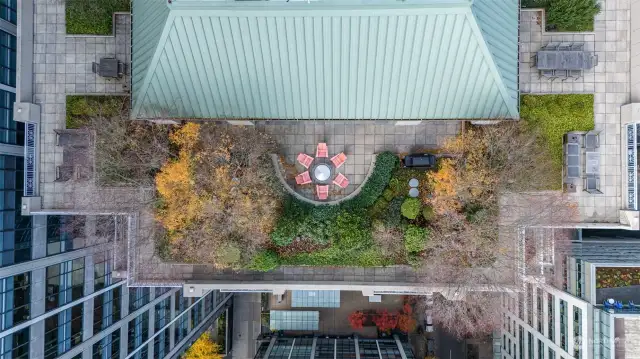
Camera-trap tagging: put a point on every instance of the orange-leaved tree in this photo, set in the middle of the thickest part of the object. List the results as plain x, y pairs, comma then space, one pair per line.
203, 348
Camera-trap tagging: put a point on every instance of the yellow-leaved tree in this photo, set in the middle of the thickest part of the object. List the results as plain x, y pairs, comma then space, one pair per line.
203, 348
218, 197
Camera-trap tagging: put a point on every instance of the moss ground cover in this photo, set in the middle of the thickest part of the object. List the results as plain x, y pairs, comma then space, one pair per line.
93, 17
368, 230
555, 115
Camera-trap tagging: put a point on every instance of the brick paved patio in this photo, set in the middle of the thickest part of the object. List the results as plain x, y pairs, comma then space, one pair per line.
609, 82
359, 140
62, 66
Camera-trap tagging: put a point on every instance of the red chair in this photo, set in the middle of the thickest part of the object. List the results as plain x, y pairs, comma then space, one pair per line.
339, 159
341, 181
303, 178
305, 159
322, 192
322, 150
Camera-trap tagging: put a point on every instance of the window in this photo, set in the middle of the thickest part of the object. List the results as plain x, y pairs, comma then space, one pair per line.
16, 229
16, 345
15, 298
11, 132
161, 290
8, 10
181, 328
108, 347
63, 331
138, 331
65, 283
65, 233
138, 297
163, 313
196, 314
7, 59
208, 303
106, 309
181, 303
162, 344
552, 314
102, 268
563, 324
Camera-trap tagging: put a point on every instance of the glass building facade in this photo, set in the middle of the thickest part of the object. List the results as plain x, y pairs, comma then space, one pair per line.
284, 347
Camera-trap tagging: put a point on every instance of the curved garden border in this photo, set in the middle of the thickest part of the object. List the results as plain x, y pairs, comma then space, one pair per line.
279, 170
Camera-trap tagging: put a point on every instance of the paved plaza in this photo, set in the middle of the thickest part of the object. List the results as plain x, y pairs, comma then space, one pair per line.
359, 140
609, 81
62, 66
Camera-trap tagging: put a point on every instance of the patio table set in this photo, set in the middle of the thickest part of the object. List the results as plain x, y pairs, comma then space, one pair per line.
564, 60
322, 170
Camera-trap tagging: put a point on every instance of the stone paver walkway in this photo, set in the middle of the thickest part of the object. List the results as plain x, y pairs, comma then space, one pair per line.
62, 66
609, 82
359, 140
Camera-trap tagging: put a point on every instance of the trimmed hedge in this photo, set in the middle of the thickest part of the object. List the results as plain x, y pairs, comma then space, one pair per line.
346, 225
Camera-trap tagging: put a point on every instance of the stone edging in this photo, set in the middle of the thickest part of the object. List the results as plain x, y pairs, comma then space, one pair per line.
544, 24
113, 27
279, 170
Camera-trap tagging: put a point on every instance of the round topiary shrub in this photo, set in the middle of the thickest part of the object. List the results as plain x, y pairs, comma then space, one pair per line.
428, 213
411, 208
388, 194
415, 238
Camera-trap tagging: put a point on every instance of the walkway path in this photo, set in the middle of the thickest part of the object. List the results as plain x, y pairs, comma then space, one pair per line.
609, 82
62, 66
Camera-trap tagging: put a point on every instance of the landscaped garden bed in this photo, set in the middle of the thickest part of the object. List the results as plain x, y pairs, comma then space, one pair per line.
615, 277
553, 116
566, 15
93, 17
81, 109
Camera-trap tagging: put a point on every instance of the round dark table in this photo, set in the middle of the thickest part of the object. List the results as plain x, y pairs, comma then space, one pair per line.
321, 170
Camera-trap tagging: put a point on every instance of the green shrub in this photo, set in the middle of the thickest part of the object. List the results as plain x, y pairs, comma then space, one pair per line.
415, 238
386, 162
391, 217
411, 208
388, 194
371, 258
427, 213
284, 233
572, 15
353, 230
555, 115
93, 17
378, 207
81, 108
228, 255
319, 231
396, 187
264, 261
335, 256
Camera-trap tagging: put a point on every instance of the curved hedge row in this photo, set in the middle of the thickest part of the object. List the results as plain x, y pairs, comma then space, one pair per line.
318, 223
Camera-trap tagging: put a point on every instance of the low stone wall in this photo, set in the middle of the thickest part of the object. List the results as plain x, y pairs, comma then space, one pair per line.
279, 172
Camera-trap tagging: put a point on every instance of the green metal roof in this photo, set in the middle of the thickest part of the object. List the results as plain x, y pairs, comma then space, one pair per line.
330, 59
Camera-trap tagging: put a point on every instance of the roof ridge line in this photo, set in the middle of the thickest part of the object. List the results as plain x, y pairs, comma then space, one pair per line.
146, 82
491, 62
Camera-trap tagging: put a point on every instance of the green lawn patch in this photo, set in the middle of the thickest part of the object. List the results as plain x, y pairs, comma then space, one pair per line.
81, 108
93, 17
554, 116
566, 15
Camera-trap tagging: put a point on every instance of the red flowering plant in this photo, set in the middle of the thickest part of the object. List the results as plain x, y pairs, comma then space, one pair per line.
356, 320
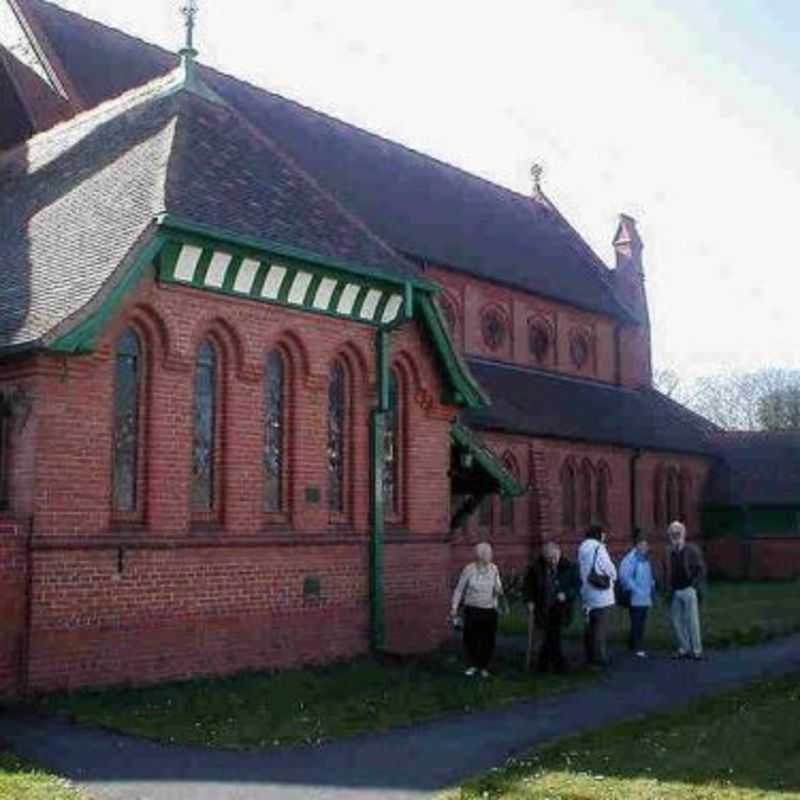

## Task to complete
Which lines in the items above contain the string "paved", counting case? Report each such line in full.

## Written solution
Camera-trap tagging: put a point on every instance of the brick paved patio in this photo, set in the middle of the thickest part of the object. List the results as plain x, y pairs, comma then space, one pair per line.
Camera-trap tagging: put a point on every instance of the paved plaza in this photo, set in the middle of the thickest part of the object. List the results as plain x, y pairs, comma then space, one pair per line.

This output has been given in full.